#### DESCRIPTION OF THE TASK:
Update the material from its first line through the line containing "Target: carved wooden post" by replacing "keypoint" with "marker" and leaving everything else unchanged. Leave the pictures out of your answer.

begin SUPPLIED MATERIAL

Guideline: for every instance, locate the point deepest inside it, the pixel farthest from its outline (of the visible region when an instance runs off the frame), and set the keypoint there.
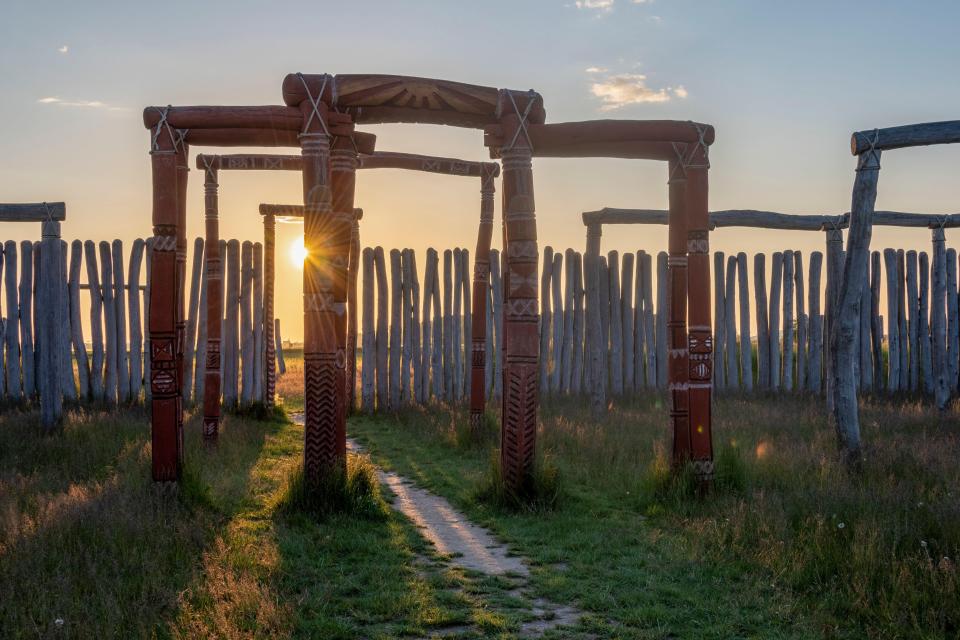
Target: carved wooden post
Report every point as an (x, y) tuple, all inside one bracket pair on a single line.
[(521, 317), (269, 284), (678, 365), (846, 318), (327, 241), (214, 268), (481, 292)]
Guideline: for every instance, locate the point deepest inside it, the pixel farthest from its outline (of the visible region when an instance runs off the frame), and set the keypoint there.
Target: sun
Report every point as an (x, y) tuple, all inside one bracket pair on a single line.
[(298, 252)]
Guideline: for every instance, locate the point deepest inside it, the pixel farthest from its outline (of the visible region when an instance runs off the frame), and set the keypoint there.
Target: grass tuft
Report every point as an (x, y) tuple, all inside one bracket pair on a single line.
[(542, 492), (353, 492)]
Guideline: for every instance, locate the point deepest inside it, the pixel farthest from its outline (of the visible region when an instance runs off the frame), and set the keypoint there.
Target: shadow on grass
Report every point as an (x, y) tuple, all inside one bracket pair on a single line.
[(89, 545)]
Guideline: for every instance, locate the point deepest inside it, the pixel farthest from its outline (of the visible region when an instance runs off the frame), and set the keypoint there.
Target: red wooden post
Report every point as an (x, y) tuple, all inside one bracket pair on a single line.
[(481, 277), (214, 267), (166, 425), (521, 314), (677, 366), (323, 315)]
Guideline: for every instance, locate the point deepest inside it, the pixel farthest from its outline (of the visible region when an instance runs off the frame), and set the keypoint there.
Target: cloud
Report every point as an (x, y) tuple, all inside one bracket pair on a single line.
[(623, 89), (88, 104), (603, 6)]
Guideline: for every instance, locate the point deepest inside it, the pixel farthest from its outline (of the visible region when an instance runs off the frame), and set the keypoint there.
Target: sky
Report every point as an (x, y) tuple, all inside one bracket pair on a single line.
[(784, 84)]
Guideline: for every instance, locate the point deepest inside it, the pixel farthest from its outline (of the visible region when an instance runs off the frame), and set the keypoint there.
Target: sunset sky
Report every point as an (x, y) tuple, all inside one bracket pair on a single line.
[(783, 83)]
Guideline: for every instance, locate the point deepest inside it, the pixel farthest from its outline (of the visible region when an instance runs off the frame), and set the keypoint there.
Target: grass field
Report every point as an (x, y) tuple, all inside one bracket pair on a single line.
[(787, 546)]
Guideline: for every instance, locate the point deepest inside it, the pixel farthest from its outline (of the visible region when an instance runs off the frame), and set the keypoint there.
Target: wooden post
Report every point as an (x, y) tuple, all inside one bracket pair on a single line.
[(788, 266), (876, 322), (111, 375), (616, 326), (213, 266), (269, 280), (626, 322), (396, 328), (663, 304), (76, 327), (720, 320), (926, 364), (893, 329), (776, 279), (496, 283), (246, 323), (189, 349), (96, 322), (576, 384), (368, 366), (730, 330), (746, 344), (258, 347), (546, 314), (51, 320), (913, 311), (800, 382), (763, 326), (953, 329), (14, 385), (846, 316), (383, 330)]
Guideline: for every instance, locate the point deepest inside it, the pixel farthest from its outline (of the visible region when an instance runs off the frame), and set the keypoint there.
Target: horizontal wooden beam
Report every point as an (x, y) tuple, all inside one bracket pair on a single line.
[(911, 135), (33, 212), (773, 220)]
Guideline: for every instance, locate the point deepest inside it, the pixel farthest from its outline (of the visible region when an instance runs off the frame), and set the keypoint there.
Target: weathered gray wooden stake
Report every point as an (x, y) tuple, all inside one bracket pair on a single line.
[(96, 322), (28, 355), (396, 328), (576, 380), (626, 322), (893, 328), (120, 308), (746, 345), (76, 327), (776, 280), (110, 375), (51, 321), (231, 334), (763, 325), (788, 267), (259, 352), (953, 329), (193, 307), (800, 381), (368, 366), (662, 313), (923, 325), (556, 287), (913, 311), (496, 281), (815, 357), (546, 318), (14, 384), (730, 318), (719, 320), (876, 323), (566, 352)]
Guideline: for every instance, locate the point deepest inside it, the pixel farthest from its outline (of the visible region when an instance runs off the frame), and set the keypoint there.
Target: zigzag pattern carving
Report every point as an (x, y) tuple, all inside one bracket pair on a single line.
[(519, 438)]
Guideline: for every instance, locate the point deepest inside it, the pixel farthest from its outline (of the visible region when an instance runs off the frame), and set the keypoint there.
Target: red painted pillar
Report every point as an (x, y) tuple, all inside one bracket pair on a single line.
[(165, 420), (481, 284), (323, 314), (677, 366), (214, 267), (521, 314), (700, 340)]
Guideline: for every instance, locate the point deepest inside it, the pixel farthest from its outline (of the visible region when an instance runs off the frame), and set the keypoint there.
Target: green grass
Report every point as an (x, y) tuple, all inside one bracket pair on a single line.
[(787, 545)]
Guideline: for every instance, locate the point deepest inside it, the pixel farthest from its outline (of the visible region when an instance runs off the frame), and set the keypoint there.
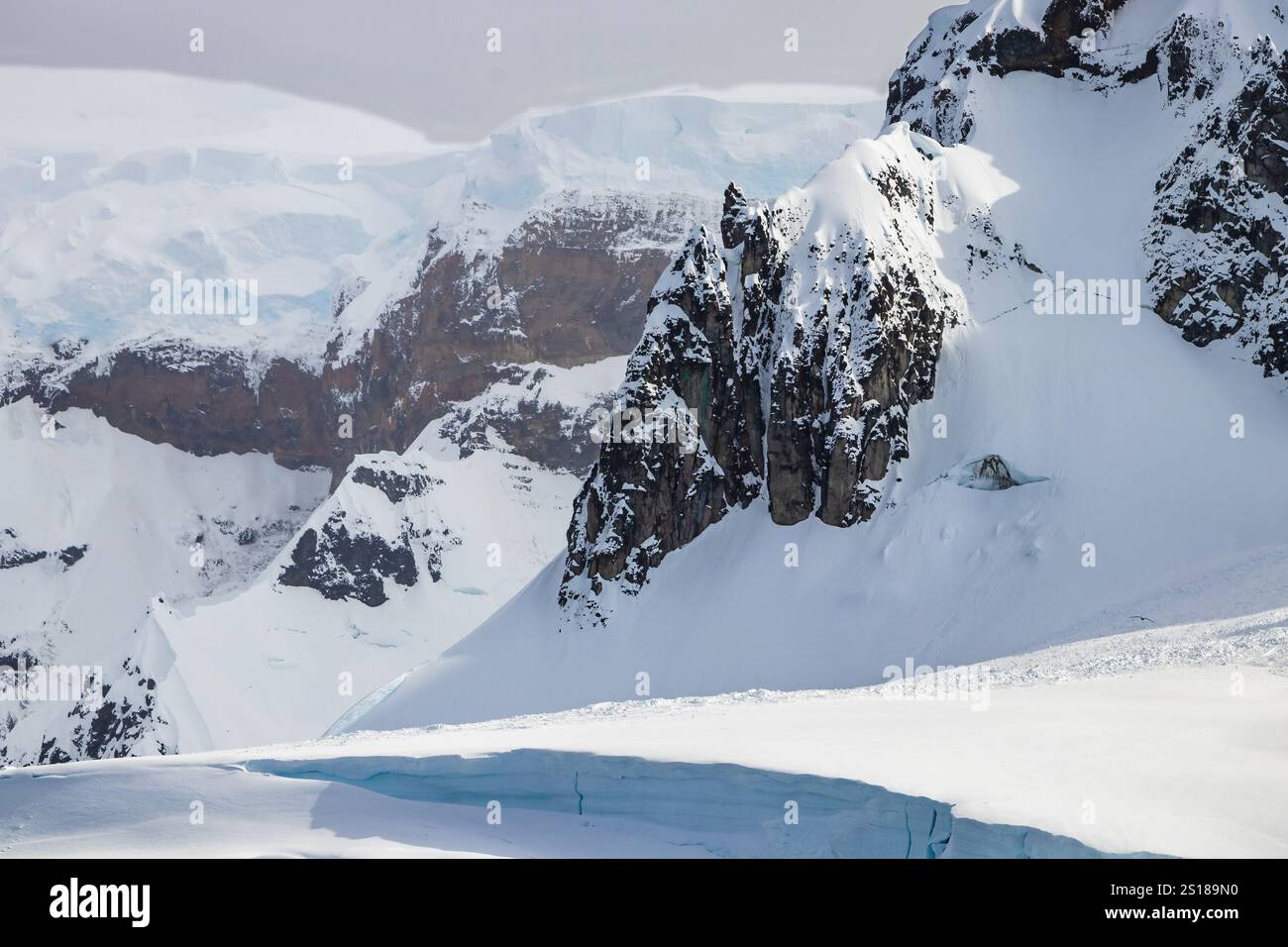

end SUPPLIED MATERIAL

#### RIGHT ANSWER:
Guideline: for every instance, locate the point deepest inside it, the pixel farthest from its outline (of the visible region when an instance runs off the frame), and set the marker there.
Target: carved wooden post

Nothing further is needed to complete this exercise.